## PROBLEM
Make a verbatim copy of all the records. Skip every image.

== == ==

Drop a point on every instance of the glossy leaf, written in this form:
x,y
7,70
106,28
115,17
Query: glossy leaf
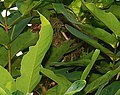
x,y
100,34
90,65
106,18
7,80
4,90
9,3
3,56
4,37
23,41
90,41
58,52
118,92
77,86
30,65
111,89
60,80
19,27
99,81
75,6
61,9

== == ==

## OUTPUT FOR THIS EXERCISE
Drop a point on every instance of the glossy leaf, written in this form:
x,y
7,70
106,28
115,17
Query: glossy leaf
x,y
100,34
90,65
106,18
7,80
4,90
9,3
3,56
4,37
23,41
90,41
58,52
118,92
77,86
30,65
111,89
60,80
19,27
99,81
75,6
61,9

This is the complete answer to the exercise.